=== Stated goal ===
Write out the records again from the line with "In this photo, where can the statue's sleeve" through the end of the records, swapping "spectator crowd" for "crowd of onlookers" and changing nothing else.

=== Data records ===
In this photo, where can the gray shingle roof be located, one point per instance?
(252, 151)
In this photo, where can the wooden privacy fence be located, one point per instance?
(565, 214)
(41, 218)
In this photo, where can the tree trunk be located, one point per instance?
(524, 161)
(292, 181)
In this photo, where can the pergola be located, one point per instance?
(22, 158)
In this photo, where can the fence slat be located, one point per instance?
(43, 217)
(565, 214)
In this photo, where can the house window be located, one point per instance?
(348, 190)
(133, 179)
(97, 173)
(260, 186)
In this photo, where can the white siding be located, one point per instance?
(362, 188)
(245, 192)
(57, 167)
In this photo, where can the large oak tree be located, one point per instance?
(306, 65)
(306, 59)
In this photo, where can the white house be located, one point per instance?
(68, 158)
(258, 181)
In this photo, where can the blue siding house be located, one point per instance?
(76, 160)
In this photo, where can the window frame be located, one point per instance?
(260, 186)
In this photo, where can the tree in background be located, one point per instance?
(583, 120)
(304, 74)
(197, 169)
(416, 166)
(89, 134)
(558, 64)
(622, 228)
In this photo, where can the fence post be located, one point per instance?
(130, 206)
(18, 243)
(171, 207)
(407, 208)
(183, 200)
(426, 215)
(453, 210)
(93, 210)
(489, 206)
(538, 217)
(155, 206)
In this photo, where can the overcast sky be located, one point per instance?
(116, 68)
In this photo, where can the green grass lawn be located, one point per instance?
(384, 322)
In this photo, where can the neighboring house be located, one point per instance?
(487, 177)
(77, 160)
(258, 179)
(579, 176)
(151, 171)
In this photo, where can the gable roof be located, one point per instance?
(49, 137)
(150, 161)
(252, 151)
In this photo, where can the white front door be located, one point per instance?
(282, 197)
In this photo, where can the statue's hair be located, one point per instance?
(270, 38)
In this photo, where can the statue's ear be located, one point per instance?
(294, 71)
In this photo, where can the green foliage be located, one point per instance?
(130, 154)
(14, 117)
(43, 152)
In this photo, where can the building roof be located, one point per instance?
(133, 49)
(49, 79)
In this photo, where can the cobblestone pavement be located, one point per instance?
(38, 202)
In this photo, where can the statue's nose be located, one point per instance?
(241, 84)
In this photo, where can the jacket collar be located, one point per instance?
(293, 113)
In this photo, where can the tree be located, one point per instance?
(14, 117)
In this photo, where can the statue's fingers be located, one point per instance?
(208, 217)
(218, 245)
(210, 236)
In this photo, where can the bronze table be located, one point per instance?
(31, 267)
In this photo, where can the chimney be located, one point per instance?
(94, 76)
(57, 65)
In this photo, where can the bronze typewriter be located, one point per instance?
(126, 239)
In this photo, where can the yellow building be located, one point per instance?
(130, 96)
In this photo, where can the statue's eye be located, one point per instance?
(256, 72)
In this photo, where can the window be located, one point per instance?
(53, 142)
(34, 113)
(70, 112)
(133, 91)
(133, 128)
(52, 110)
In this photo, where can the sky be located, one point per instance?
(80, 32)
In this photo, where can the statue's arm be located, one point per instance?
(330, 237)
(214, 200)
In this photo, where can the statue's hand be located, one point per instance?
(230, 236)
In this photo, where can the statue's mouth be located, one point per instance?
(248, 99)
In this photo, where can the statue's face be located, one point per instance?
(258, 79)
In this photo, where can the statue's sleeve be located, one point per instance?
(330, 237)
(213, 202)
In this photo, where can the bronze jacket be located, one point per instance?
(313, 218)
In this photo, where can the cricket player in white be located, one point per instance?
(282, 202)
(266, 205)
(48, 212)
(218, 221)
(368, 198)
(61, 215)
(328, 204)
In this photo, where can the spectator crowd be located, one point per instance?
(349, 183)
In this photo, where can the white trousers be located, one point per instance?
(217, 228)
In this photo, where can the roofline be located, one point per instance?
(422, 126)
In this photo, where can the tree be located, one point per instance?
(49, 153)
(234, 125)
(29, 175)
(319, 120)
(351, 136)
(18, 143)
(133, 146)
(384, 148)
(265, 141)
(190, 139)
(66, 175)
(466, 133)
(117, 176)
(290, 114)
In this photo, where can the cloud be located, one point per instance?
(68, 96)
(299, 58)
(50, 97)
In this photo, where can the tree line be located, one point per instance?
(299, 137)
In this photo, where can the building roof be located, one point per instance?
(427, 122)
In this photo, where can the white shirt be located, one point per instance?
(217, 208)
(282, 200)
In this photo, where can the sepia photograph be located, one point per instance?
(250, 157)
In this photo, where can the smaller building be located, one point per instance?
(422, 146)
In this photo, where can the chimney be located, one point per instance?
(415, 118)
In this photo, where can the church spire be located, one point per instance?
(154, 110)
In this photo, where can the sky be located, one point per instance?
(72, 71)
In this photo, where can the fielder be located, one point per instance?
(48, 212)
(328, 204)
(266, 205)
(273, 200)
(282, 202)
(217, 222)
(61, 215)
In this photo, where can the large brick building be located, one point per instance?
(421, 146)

=== Solved exercise ===
In this photo, where can the statue's sleeve be located, one point per instance?
(330, 237)
(213, 202)
In this photo, where can the bronze jacket be located, one point per instance?
(313, 218)
In this photo, where can the cricket player in white be located, one point per instance?
(282, 202)
(266, 205)
(48, 212)
(218, 221)
(368, 198)
(61, 215)
(328, 204)
In this photo, where can the crowd of onlookers be located, one point per instance?
(349, 183)
In this photo, where can the white trousers be located, one point per instance?
(217, 228)
In this photo, where can the roofline be located, one point per instance?
(422, 126)
In this photo, where can the tree be located, one point per instance?
(49, 153)
(234, 125)
(29, 175)
(319, 120)
(351, 136)
(18, 143)
(133, 146)
(384, 148)
(265, 141)
(190, 139)
(66, 175)
(466, 133)
(117, 176)
(290, 114)
In this photo, where can the cloud be located, one point per instance?
(68, 96)
(299, 58)
(50, 97)
In this photo, where can the tree line be located, one point per instance?
(299, 137)
In this photo, where can the building roof be located, one point per instance?
(427, 122)
In this photo, where can the white shirt be located, one point per instance?
(217, 208)
(282, 200)
In this photo, where can the sepia photograph be located, one point per instance?
(250, 157)
In this photo, where can the smaller building be located, one point per instance?
(422, 146)
In this photo, where can the chimney be located, one point per instance?
(415, 118)
In this photo, where can the church spire be located, one point per instance?
(154, 110)
In this photo, where can the sky be located, one point per instance?
(72, 71)
In this photo, where can the fielder be located, one point per instance?
(48, 212)
(328, 204)
(266, 205)
(273, 200)
(282, 202)
(217, 222)
(61, 215)
In this photo, where can the large brick building be located, one point per instance?
(421, 146)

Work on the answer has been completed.